> [Exercise prompt]:
Reproduce the stored items from their first line through the line containing "M221 148L221 149L224", including that line. Leave the pictures out of your answer.

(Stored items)

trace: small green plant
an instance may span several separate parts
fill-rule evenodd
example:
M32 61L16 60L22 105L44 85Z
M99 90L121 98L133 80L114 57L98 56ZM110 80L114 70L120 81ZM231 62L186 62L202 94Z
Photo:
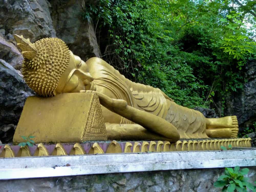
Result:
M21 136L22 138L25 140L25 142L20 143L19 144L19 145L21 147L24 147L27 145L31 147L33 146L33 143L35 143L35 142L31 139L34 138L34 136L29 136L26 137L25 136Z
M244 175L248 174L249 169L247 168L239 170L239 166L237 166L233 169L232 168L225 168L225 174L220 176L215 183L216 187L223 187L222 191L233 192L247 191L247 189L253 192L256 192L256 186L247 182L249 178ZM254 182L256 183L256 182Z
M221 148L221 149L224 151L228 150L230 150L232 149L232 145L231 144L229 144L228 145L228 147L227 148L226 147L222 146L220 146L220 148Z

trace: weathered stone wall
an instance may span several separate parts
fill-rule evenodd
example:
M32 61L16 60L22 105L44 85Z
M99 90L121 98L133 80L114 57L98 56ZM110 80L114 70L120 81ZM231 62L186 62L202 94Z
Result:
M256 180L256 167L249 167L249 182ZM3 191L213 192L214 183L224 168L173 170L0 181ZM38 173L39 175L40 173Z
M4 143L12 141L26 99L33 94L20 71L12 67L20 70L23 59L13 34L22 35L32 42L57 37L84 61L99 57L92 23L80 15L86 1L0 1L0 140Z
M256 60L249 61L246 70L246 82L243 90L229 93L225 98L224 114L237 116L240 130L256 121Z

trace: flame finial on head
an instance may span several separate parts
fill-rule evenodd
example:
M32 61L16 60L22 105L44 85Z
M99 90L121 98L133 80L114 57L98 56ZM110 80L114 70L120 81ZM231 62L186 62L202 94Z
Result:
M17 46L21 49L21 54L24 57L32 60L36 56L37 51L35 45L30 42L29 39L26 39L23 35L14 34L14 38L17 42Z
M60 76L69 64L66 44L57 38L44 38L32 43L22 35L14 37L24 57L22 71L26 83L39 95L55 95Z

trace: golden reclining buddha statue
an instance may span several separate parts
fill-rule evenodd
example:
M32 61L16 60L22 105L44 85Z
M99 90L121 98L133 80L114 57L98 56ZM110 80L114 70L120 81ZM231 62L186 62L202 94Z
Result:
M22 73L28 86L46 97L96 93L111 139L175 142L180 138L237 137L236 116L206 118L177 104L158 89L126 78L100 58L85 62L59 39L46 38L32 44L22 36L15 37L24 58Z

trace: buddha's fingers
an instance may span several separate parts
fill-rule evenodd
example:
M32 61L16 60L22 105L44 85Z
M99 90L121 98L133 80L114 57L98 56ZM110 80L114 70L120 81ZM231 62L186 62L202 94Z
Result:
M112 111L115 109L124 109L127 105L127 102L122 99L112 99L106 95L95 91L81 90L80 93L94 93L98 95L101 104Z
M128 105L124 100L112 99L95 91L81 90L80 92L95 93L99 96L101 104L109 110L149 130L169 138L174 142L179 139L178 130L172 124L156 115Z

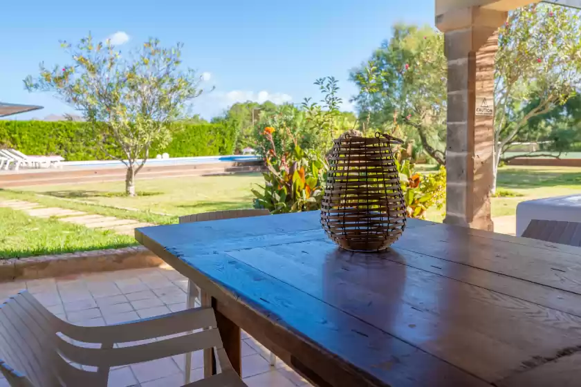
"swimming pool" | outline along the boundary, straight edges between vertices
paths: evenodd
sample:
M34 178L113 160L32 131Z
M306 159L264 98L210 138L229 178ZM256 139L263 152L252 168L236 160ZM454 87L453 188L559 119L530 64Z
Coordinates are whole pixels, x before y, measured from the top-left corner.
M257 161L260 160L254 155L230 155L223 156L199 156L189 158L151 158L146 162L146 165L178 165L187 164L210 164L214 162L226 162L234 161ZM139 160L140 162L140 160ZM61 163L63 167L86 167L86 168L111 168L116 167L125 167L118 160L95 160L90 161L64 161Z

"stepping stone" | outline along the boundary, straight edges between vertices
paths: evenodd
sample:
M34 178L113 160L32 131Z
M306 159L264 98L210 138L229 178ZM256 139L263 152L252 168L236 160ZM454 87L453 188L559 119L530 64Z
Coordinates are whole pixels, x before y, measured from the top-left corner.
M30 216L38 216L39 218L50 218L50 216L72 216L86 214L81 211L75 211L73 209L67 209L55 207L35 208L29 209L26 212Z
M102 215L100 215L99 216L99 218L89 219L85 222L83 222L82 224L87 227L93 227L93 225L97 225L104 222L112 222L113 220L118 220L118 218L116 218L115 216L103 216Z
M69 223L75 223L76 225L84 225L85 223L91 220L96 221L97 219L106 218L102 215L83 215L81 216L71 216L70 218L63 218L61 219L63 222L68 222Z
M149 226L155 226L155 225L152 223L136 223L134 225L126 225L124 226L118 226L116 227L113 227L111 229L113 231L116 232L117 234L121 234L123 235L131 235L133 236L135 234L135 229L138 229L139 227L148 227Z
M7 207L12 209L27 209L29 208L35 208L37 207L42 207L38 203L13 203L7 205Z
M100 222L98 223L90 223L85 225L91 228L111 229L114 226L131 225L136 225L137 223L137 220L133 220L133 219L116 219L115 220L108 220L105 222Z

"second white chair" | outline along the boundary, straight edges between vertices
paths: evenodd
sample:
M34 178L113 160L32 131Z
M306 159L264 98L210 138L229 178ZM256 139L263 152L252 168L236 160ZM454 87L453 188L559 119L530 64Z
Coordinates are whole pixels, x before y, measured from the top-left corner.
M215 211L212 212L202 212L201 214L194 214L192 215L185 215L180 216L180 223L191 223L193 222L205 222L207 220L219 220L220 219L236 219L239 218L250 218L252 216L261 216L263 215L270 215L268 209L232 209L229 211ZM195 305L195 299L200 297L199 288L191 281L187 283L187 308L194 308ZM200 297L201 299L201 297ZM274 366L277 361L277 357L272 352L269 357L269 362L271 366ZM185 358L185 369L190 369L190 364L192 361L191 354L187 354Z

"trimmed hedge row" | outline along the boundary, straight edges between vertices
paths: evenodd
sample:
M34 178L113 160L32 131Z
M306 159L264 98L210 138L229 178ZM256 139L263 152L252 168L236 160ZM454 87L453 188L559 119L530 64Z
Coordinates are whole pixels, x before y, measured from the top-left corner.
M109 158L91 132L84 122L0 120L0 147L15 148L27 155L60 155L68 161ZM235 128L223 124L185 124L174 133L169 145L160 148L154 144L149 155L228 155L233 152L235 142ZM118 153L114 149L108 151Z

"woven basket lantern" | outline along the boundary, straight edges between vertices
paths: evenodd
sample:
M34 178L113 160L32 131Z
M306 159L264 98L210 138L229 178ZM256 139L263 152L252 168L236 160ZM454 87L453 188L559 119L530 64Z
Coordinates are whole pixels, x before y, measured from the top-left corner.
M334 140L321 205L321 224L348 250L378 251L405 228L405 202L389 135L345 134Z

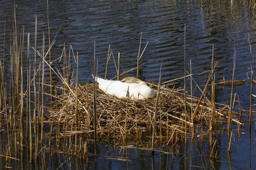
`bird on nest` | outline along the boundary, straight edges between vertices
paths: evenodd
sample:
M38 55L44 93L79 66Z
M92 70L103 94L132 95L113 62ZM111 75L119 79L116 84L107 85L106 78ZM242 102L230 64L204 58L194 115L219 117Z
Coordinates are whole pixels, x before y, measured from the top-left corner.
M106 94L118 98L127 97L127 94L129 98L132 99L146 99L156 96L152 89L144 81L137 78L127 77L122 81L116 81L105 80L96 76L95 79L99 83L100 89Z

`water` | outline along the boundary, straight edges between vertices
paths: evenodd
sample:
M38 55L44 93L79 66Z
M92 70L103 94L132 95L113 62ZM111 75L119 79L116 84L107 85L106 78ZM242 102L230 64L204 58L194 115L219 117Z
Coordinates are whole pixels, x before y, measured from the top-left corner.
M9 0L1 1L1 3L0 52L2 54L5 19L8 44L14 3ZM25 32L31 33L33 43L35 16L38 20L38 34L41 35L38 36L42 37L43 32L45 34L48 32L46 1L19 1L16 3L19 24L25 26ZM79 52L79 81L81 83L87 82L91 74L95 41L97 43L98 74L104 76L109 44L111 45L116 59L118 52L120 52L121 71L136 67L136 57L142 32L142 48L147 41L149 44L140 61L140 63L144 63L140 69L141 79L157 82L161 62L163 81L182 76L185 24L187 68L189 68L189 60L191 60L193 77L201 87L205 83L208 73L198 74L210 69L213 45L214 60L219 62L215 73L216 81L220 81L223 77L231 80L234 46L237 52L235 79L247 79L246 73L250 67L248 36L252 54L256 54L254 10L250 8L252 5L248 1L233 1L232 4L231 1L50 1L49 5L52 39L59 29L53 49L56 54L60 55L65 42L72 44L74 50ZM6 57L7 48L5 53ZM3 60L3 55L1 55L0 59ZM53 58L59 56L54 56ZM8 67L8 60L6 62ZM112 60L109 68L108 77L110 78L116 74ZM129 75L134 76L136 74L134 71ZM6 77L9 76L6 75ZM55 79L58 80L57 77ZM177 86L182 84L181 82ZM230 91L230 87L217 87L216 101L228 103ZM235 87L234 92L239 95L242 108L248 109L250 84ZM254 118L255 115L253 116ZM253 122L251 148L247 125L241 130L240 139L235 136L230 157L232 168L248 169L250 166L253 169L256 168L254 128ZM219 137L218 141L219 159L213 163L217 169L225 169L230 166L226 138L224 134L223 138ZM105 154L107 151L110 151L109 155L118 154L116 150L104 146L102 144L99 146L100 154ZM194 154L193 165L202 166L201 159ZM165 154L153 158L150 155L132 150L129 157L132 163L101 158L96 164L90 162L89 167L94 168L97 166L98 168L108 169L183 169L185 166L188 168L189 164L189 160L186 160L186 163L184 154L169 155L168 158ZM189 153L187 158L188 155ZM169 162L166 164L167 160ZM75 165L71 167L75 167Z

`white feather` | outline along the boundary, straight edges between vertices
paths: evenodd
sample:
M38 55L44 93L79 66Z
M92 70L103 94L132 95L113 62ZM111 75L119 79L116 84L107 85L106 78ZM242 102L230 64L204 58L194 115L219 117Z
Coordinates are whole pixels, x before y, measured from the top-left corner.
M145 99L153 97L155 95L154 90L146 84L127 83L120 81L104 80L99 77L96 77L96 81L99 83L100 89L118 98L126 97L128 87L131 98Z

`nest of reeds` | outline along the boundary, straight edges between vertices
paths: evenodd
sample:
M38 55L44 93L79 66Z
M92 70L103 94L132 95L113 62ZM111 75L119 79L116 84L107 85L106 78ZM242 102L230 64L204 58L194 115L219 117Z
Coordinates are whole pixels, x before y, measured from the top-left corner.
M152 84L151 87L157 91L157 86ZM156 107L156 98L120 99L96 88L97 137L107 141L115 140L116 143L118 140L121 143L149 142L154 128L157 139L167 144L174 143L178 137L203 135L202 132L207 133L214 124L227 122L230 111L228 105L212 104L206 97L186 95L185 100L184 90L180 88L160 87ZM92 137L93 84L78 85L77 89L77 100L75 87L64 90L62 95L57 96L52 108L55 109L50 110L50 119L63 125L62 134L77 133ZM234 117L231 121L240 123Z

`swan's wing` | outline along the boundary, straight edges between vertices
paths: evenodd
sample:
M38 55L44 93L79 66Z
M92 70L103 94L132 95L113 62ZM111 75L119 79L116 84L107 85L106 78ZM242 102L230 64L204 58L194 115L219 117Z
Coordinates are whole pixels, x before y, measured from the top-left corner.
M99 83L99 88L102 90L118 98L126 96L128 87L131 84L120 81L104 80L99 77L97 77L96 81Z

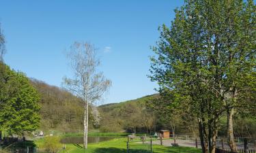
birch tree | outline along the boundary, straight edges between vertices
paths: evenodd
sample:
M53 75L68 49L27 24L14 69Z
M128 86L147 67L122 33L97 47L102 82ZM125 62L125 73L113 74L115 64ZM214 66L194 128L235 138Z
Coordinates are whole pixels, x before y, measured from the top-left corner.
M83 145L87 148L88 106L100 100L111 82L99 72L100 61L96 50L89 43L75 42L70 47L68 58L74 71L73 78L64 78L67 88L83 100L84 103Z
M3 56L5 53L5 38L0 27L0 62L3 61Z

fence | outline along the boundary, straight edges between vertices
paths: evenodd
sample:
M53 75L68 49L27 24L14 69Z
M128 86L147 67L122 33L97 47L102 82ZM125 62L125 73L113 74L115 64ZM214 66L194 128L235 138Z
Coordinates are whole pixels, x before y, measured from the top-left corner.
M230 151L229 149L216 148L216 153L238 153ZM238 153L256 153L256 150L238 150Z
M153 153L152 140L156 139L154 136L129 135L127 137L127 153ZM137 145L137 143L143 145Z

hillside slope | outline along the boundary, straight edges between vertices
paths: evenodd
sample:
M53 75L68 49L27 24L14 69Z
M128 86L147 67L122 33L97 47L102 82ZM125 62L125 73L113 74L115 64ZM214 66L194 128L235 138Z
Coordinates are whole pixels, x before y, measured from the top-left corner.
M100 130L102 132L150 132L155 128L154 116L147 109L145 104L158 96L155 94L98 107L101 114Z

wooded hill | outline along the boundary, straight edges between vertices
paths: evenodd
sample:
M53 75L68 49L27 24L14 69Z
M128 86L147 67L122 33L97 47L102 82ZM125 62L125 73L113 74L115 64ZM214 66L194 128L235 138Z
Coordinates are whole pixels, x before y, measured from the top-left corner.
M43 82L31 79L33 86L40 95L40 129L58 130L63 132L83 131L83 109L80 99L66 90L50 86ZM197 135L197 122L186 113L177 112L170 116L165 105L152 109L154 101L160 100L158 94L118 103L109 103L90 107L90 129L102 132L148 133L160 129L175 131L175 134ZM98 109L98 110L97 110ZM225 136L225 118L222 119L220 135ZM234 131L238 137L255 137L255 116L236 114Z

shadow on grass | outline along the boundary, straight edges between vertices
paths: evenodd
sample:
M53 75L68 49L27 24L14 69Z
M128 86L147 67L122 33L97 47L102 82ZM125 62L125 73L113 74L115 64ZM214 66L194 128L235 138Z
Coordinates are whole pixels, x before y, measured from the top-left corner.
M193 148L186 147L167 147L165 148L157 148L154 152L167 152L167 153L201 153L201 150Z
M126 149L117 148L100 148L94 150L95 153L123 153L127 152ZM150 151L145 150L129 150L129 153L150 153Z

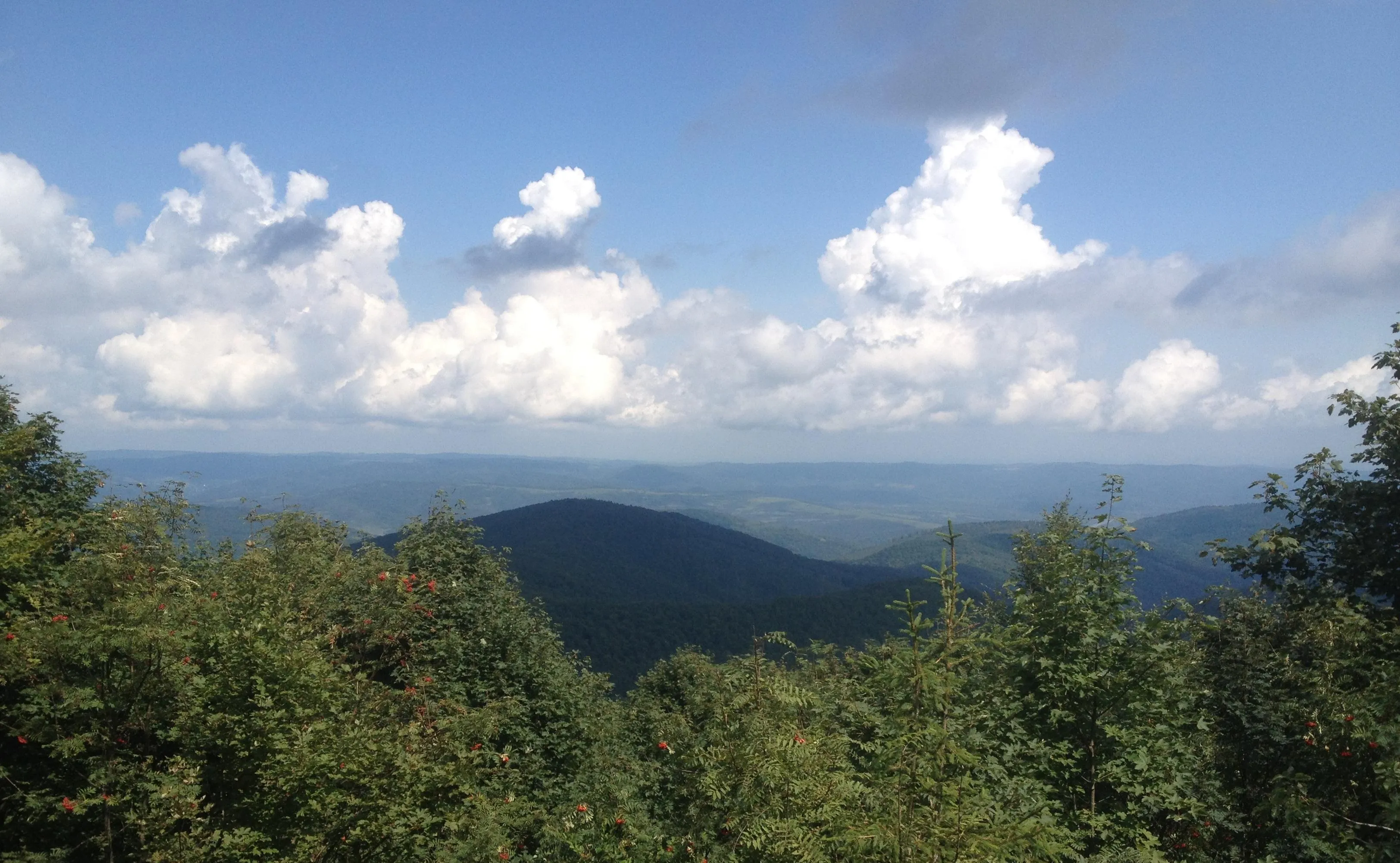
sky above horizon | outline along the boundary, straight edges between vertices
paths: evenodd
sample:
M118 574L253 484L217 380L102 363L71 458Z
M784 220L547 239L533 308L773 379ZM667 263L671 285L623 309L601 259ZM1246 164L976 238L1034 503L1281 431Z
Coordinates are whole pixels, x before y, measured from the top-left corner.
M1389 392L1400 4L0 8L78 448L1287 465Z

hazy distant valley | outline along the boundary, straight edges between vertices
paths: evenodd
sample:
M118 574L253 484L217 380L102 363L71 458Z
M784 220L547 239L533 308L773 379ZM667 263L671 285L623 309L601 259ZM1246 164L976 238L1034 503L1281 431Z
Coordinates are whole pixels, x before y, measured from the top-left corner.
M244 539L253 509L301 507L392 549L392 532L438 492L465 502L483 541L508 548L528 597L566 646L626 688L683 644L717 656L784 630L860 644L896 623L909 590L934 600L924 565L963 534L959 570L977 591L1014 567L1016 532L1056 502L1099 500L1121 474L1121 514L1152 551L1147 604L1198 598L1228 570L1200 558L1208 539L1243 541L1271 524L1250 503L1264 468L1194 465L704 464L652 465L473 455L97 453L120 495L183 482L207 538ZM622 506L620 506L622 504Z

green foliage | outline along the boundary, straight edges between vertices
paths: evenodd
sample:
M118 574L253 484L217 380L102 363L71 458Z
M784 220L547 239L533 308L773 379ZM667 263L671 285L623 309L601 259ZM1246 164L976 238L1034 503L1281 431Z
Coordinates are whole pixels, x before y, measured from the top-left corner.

> [Result]:
trace: small green plant
an instance may span several separate parts
fill-rule evenodd
example:
M32 61L16 60L22 105L44 85Z
M99 90L121 98L133 80L114 57L98 56ZM110 80L114 70L120 81ZM231 62L186 62L202 94Z
Photo:
Result:
M21 136L22 138L25 140L25 142L20 143L19 144L19 145L21 147L24 147L27 145L31 147L33 146L33 143L35 143L35 142L31 139L34 138L34 136L29 136L26 137L25 136Z
M244 175L248 174L249 169L247 168L239 170L239 166L237 166L233 169L232 168L225 168L225 174L220 176L215 183L216 187L223 187L222 191L233 192L247 191L247 189L253 192L256 192L256 186L247 182L249 178ZM254 182L256 183L256 182Z
M221 148L221 149L224 151L228 150L230 150L232 149L232 145L231 144L229 144L228 145L228 147L227 148L226 147L222 146L220 146L220 148Z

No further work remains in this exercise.